| WORK INSTRUCTIONS |
Quote the line containing "Category: kitchen cabinet" and all lines that follow it in the listing below, exactly as written.

| MATERIAL SUPPLIED |
— Begin —
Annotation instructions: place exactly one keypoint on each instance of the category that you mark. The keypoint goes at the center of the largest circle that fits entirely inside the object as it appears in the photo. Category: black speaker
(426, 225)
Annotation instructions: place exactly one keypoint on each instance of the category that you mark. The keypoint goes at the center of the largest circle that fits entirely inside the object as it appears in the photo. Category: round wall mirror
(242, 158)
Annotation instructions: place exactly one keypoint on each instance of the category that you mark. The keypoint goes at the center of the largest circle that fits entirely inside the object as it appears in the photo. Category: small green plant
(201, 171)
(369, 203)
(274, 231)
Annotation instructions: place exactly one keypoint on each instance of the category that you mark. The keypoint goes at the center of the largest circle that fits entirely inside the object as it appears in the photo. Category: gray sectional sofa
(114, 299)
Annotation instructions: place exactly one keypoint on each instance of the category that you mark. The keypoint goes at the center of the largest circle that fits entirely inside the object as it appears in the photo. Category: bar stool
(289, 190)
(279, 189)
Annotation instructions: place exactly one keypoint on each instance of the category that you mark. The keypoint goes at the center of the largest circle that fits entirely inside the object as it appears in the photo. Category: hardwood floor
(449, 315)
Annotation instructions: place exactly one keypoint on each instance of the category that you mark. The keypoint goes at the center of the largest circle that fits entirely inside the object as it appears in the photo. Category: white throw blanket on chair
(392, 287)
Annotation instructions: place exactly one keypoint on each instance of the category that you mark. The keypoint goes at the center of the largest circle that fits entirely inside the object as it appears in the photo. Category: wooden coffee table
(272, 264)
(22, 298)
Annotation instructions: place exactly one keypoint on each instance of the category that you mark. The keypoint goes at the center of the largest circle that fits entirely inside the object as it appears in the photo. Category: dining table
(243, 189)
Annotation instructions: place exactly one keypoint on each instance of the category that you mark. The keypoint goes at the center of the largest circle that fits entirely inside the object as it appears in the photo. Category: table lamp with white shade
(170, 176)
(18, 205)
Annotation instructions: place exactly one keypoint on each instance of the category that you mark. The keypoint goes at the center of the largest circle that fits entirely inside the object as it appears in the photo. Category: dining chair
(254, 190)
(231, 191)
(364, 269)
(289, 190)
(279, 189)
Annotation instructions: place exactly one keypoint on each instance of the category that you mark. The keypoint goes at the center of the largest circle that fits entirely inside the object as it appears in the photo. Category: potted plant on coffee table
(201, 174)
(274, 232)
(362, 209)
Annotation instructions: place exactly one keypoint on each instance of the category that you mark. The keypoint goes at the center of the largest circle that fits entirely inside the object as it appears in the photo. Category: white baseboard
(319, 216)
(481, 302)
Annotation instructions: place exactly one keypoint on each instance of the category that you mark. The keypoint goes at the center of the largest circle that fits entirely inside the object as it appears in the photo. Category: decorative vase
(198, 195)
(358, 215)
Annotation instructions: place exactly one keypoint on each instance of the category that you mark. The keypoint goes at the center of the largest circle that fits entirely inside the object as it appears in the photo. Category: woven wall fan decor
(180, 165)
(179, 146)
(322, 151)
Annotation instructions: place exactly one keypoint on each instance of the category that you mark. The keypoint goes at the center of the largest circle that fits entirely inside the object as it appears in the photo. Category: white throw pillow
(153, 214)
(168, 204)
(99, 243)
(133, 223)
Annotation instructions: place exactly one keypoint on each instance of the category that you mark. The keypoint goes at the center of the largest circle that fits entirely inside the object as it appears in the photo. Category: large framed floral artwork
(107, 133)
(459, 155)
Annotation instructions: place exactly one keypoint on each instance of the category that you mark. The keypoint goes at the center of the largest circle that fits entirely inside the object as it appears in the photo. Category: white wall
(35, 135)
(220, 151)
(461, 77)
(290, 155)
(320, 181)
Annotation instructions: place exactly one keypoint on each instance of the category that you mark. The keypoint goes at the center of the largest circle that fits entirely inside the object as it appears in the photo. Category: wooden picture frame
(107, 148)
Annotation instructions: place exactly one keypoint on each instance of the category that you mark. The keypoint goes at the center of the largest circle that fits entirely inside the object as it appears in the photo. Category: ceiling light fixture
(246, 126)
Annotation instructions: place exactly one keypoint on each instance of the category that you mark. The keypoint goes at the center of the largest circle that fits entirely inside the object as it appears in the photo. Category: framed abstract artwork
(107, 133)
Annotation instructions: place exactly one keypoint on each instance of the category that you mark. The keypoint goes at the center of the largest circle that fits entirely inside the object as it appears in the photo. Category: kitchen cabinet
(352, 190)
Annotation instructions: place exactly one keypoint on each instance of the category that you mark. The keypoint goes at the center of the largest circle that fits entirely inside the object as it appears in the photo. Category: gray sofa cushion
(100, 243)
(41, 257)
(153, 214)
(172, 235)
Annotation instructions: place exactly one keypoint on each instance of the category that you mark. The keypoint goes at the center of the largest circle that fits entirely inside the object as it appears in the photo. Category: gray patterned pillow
— End —
| OUTPUT BELOW |
Annotation instructions: place exactly one keypoint on each instance of the category that you mark. The keypoint goes at the center of the largest circle that fits entirely inside the object as it appears in the photo. Category: kitchen cabinet
(352, 190)
Annotation instructions: place exactly one keypoint on each instance of the category that you mark. The keypoint goes at the center of the largest circle that fits entirely inside the object as it appears in the photo. Category: gray sofa cushion
(100, 243)
(41, 257)
(153, 214)
(172, 235)
Annotation instructions: place exactly one keypoint on each instance of the category that you mark. The keypoint goes at the center of the largest circle that fits entirely inside the object as it appears in the photo. Category: gray patterned pillow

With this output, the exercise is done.